PARTS OF THE EXERCISE:
[a] Repeat, word for word, the stretch of the essay on deliberative democracy from "Some of those" through "also is erroneous.".
[b] Render the records as a JSON list of strings, one string per line and blank lines omitted, covering only the stretch from the line containing "For every instance of the brown thorn" through the end of the records.

PAGE EXCERPT:
■ ■ ■

What democracy is, what it isn't, why we should strive for it, and how we can achieve it

Why the Liberal Approach to Deliberative Democracy Will Fail

I have noticed several people who are engaged in advocacy for deliberative democracy (aka sortition, democratic lotteries, lottocracy, demarchy, etc.) asserting that the efforts to pursue these goals should remain “apolitical.” This is ridiculous.

Why do you support a transition from electoral systems to deliberative democracy? Is it not because you find electoral systems have routinely produced outcomes that are either undemocratic and/or harmful to the vast majority of the people? Is it not that you believe a system based on sortition rather than election will produce outcomes either more democratic and/or more beneficial for most people? Why do you believe these things? Is democracy inherently better than oligarchy, or is it instrumentally better because it is more likely to reliably produce beneficial outcomes? Or maybe because only the people can be trusted to defend those policies that are beneficial to the masses when they conflict with the interests of the wealthy and/or powerful?

Maybe there are other reasons I have not mentioned, but regardless of the reason that you support a transition to a different system for selecting who will make decisions for society, you must recognize that you are supporting a transformation of the political system. It is necessarily political, and whether or not such a transformation occurs will necessarily mean some will be winners and others will be losers. You support a political revolution, and yet you want to suggest that this idea is somehow apolitical?

Some of those who make such assertions seem to believe that such a transition, or the advocacy of it, of moving toward a more substantively democratic model, is neither a left or right issue, and seek to gain support from both. This also is erroneous.

■ ■ ■

Records from a point-labeling set:
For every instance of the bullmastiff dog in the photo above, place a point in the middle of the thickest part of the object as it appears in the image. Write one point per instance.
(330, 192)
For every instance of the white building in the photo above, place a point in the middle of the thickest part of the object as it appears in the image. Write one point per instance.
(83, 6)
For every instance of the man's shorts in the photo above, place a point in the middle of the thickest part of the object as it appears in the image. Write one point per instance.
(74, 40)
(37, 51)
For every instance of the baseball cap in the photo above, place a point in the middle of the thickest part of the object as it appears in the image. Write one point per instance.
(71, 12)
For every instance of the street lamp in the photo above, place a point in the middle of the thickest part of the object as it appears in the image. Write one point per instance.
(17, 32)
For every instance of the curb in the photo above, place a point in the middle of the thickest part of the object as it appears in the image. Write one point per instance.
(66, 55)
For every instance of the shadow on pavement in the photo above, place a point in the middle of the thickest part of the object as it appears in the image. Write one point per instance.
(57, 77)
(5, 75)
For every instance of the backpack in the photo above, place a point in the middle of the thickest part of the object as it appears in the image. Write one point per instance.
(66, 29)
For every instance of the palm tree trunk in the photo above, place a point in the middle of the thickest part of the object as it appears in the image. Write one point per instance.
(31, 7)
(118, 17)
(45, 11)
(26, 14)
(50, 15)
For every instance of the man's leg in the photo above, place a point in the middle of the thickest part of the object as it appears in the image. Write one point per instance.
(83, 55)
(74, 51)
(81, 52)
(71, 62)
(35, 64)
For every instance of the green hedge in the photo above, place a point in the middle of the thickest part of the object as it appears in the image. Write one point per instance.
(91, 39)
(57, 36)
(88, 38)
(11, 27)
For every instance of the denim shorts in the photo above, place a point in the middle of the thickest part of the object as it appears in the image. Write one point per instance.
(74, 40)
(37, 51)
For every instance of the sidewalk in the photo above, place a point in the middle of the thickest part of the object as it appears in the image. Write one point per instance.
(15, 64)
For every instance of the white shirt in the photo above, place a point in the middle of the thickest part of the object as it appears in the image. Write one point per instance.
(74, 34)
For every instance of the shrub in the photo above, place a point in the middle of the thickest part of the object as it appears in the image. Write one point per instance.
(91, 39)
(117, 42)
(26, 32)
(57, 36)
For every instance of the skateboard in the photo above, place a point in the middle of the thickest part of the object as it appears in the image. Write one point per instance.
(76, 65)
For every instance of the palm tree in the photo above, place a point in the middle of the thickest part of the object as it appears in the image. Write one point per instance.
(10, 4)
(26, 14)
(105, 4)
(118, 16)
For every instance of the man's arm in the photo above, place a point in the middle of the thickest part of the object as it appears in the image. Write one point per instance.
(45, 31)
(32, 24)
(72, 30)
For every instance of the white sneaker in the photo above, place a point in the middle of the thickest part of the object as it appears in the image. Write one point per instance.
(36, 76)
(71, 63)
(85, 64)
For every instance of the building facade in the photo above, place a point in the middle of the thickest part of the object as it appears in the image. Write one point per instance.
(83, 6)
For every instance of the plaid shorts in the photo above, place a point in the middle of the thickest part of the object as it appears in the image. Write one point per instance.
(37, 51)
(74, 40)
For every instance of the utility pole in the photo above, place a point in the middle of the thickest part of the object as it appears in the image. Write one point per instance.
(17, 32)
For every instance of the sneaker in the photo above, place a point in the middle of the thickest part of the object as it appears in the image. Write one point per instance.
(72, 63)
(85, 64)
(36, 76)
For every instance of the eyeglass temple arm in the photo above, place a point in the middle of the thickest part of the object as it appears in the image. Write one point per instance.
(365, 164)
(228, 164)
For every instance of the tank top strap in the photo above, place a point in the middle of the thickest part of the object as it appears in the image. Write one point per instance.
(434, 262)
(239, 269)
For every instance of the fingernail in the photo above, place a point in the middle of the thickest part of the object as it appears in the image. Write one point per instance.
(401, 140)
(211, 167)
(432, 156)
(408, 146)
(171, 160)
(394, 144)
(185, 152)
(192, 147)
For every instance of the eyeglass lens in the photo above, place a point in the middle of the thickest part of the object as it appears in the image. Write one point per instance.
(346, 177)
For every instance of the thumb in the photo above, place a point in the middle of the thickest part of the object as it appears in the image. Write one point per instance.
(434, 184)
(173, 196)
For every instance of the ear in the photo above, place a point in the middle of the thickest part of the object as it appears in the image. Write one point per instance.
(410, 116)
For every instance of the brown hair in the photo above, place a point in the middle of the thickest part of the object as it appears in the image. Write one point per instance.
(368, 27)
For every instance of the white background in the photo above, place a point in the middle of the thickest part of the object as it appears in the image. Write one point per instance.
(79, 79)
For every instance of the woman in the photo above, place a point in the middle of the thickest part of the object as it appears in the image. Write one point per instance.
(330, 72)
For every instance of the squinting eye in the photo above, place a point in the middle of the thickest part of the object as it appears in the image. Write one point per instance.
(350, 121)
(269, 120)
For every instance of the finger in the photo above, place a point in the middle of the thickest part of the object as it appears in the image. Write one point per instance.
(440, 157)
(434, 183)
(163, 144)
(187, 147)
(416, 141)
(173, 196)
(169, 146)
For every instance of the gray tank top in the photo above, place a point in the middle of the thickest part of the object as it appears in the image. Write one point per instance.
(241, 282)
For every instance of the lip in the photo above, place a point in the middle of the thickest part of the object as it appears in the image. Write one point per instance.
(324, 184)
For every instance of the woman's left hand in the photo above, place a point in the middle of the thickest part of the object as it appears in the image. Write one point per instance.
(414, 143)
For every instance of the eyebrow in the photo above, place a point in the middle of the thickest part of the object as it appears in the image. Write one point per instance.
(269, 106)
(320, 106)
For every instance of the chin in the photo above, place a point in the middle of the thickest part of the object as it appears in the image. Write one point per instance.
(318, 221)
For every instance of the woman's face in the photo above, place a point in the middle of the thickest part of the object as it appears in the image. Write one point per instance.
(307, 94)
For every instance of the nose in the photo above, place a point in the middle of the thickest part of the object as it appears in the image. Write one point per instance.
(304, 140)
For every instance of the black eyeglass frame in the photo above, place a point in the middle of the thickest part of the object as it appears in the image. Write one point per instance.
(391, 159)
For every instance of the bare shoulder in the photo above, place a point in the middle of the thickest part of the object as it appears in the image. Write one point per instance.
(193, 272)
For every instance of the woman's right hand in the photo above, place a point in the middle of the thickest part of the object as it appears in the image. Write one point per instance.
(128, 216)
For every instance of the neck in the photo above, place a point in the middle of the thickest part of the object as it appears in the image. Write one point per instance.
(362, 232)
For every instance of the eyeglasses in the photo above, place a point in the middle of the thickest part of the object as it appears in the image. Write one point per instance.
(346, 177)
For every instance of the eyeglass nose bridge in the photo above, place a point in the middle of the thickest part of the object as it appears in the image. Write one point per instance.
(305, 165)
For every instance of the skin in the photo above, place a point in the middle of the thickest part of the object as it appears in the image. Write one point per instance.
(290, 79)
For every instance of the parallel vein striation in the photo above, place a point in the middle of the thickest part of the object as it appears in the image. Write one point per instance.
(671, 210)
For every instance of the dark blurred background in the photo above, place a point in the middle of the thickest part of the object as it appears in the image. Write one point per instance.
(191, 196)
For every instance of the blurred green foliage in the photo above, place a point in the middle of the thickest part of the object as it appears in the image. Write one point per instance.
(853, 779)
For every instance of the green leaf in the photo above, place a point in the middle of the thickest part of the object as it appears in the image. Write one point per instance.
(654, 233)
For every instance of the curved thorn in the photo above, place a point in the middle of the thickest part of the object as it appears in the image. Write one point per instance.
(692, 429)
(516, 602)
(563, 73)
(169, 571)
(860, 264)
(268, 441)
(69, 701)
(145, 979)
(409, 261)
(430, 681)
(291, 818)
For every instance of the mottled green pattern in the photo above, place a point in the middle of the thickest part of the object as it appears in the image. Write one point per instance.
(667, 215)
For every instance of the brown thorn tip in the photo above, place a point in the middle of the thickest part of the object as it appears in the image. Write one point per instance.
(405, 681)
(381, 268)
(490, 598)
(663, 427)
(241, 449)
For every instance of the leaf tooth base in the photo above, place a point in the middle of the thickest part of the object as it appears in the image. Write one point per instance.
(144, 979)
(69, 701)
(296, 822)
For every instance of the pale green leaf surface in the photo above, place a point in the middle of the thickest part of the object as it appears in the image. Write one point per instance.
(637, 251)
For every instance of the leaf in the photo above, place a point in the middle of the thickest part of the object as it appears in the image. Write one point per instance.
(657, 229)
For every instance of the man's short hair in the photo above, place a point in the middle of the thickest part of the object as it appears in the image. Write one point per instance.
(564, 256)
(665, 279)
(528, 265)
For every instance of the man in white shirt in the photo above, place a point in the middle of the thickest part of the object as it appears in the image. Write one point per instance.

■ ■ ■

RESPONSES TO THE EXERCISE:
[a]
Some of those who make such assertions seem to believe that such a transition, or the advocacy of it, of moving toward a more substantively democratic model, is neither a left or right issue, and seek to gain support from both. This also is erroneous.

[b]
[
  "For every instance of the brown thorn tip in the photo above, place a point in the middle of the thickest part of the object as it appears in the image. Write one point per instance.",
  "(405, 681)",
  "(381, 268)",
  "(490, 598)",
  "(663, 427)",
  "(241, 449)",
  "For every instance of the leaf tooth base in the photo above, place a point in the middle of the thickest part of the object as it appears in the image. Write one point per instance.",
  "(144, 979)",
  "(69, 701)",
  "(296, 822)",
  "For every instance of the pale green leaf surface in the photo above, place a point in the middle of the thickest part of the object as it appears in the image. Write one point per instance.",
  "(637, 251)",
  "For every instance of the leaf in the photo above, place a point in the middle of the thickest part of the object as it appears in the image. Write one point per instance.",
  "(657, 229)",
  "For every instance of the man's short hair in the photo above, place a point in the middle of the thickest part of the object as it appears in the image. Write one point per instance.",
  "(564, 256)",
  "(665, 279)",
  "(528, 265)",
  "For every instance of the man in white shirt in the photo above, place a point in the middle of the thickest part of the object as it appears in the image. Write one point per instance."
]